## PASSAGE PROVIDED
= = = =
At trial, both Riley and defendant claimed that Riley was a drug dealer, not defendant.
The prosecution contended that defendant was a midlevel dealer and Riley worked for him as a
“drug runner.” Consistent with this theory, the prosecution established that defendant conducted
all his financial affairs, including the purchase of large items such as his home and vehicles,
using cash. The jury accepted the prosecution’s theory and convicted defendant as charged.
II. SEARCH WARRANT
Defendant argues that the evidence recovered during the search of his home should have
been suppressed because the search warrant was constitutionally invalid. Defendant raised this
issue in a pretrial motion to suppress, which the trial court denied. We review for clear error a
trial court’s factual findings on a motion to suppress, but review de novo the court’s ultimate
determination and underlying constitutional questions. People v Brown, 297 Mich App 670,
674; 825 NW2d 91 (2012); People v Conat, 238 Mich App 134, 144; 605 NW2d 49 (1999).
= = = =
## STATED TASK A
In the listing, take the stretch from its start through the line that contains "left=138, top=1, right=220, bottom=40" and reproduce every line unchanged, except that each bounding-box coordinate in the answers is offset by -126.

Listing from a data source
= = = =
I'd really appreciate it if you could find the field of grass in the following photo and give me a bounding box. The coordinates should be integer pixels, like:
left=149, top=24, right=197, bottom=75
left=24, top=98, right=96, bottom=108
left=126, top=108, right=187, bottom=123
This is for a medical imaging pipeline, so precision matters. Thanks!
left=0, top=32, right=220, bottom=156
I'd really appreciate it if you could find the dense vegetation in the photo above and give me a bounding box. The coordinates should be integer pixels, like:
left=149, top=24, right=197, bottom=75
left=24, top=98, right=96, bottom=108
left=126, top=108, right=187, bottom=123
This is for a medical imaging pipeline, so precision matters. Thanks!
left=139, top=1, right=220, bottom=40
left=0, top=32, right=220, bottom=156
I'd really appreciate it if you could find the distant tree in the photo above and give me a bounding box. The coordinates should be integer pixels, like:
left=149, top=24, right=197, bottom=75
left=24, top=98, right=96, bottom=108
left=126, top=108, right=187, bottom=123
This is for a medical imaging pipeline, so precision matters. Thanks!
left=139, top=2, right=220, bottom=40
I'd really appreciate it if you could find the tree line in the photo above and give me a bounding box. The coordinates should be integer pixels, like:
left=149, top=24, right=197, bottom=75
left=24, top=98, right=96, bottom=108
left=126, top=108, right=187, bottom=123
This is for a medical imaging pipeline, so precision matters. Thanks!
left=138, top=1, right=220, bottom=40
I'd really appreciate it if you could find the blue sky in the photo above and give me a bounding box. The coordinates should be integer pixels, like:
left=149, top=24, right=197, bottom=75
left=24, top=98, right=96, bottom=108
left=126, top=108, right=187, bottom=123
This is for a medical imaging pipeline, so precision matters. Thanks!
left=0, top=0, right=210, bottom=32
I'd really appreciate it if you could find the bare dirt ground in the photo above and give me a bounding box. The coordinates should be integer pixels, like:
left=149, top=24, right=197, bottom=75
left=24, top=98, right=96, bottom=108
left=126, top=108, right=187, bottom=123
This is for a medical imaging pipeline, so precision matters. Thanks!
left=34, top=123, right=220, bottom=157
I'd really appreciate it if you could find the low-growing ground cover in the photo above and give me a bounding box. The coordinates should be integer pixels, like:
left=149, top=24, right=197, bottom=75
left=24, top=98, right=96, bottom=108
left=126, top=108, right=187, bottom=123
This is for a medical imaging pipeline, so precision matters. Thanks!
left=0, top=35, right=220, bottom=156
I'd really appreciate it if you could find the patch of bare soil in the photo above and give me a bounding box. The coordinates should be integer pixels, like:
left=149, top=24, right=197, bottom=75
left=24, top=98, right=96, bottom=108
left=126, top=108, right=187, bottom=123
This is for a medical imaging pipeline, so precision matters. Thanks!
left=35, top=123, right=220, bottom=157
= = = =
## STATED TASK B
Copy the stretch of the opinion excerpt from "The prosecution contended" through "defendant as charged." word for word.

## CORRECT RESPONSE A
I'd really appreciate it if you could find the field of grass in the following photo and give me a bounding box. The coordinates should be integer pixels, like:
left=149, top=24, right=197, bottom=75
left=24, top=98, right=96, bottom=108
left=126, top=108, right=187, bottom=123
This is for a medical imaging pipeline, so precision matters. Thanks!
left=-126, top=-94, right=94, bottom=30
I'd really appreciate it if you could find the dense vegetation in the photo above and give me a bounding box. The coordinates should be integer pixels, like:
left=149, top=24, right=197, bottom=75
left=24, top=98, right=96, bottom=108
left=126, top=108, right=187, bottom=123
This is for a medical imaging pipeline, so precision matters. Thanks!
left=13, top=-125, right=94, bottom=-86
left=-126, top=-94, right=94, bottom=30
I'd really appreciate it if you could find the distant tree in the photo above and give me a bounding box. The coordinates should be integer pixels, like:
left=149, top=24, right=197, bottom=75
left=24, top=98, right=96, bottom=108
left=126, top=108, right=187, bottom=123
This is for a medical imaging pipeline, so precision matters. Thanks!
left=13, top=-124, right=94, bottom=-86
I'd really appreciate it if you could find the tree line in the photo above and give me a bounding box. The coordinates should be integer pixels, like:
left=149, top=24, right=197, bottom=75
left=24, top=98, right=96, bottom=108
left=126, top=108, right=187, bottom=123
This is for a medical imaging pipeline, so precision matters. Thanks!
left=12, top=-125, right=94, bottom=-86

## CORRECT RESPONSE B
The prosecution contended that defendant was a midlevel dealer and Riley worked for him as a
“drug runner.” Consistent with this theory, the prosecution established that defendant conducted
all his financial affairs, including the purchase of large items such as his home and vehicles,
using cash. The jury accepted the prosecution’s theory and convicted defendant as charged.